━━━ Provided material ━━━

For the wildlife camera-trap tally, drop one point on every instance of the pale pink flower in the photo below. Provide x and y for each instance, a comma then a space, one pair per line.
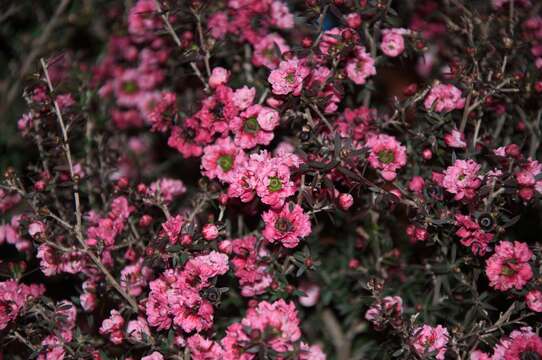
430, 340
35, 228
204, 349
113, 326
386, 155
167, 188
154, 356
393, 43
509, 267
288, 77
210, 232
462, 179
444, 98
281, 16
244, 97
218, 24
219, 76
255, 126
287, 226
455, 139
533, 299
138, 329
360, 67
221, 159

━━━
━━━ Provided material ━━━

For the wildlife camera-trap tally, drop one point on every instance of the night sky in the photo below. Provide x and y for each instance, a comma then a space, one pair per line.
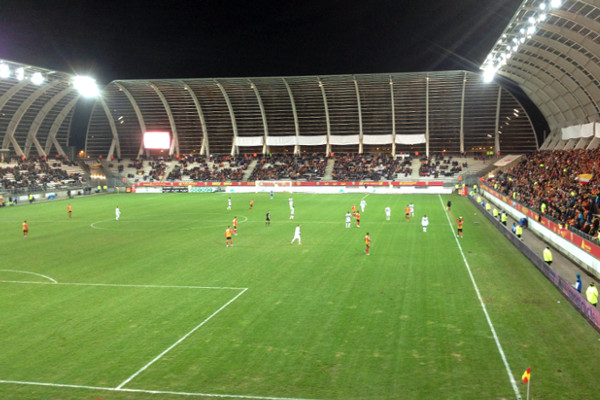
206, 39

━━━
━━━ Provided material ━━━

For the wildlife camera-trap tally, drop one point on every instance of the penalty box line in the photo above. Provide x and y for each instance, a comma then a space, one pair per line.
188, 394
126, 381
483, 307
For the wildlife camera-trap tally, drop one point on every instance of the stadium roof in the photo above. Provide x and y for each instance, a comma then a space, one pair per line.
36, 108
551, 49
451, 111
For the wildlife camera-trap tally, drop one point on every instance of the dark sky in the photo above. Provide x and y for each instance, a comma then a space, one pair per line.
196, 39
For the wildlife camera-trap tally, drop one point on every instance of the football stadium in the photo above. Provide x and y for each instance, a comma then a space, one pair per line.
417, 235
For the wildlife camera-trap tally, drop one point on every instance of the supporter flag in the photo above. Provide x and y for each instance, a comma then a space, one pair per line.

━━━

Instructions to follow: Switch "drop one point" to "put one mark" in the lines starting at the one that contains "of the dark" and ending at the one that contains "of the supporter". Give back only those lines, with nothing else changed.

Solution to this task:
For the wildlife camera-trap tally, put one mark on every instance of the dark sky in the photo above. Provide x and y for each instance, a comma then a space, one pair per line.
196, 39
For the wildlife camera-trap tally, put one mark on every instance of the football stadium in the photo above. Provide x and y for each instance, a comma then a space, one pair per line.
417, 235
For the wildlife camera-trap tally, put one mark on every instance of the supporter flag in the photo above. Provide x and y for each instance, a comma then a space, one pair per line.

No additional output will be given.